↓

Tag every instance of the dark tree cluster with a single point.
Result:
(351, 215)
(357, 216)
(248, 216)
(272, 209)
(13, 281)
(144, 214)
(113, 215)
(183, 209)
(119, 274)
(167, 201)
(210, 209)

↑

> PROBLEM TO SOLVE
Reproduce the material with "dark tree cluster" swapped for "dense shrub", changing nothing else.

> EXERCISE OUTPUT
Tag every instance of the dense shrub with a single point.
Result:
(351, 215)
(357, 216)
(248, 216)
(272, 209)
(13, 281)
(144, 214)
(113, 215)
(183, 209)
(119, 274)
(167, 201)
(210, 209)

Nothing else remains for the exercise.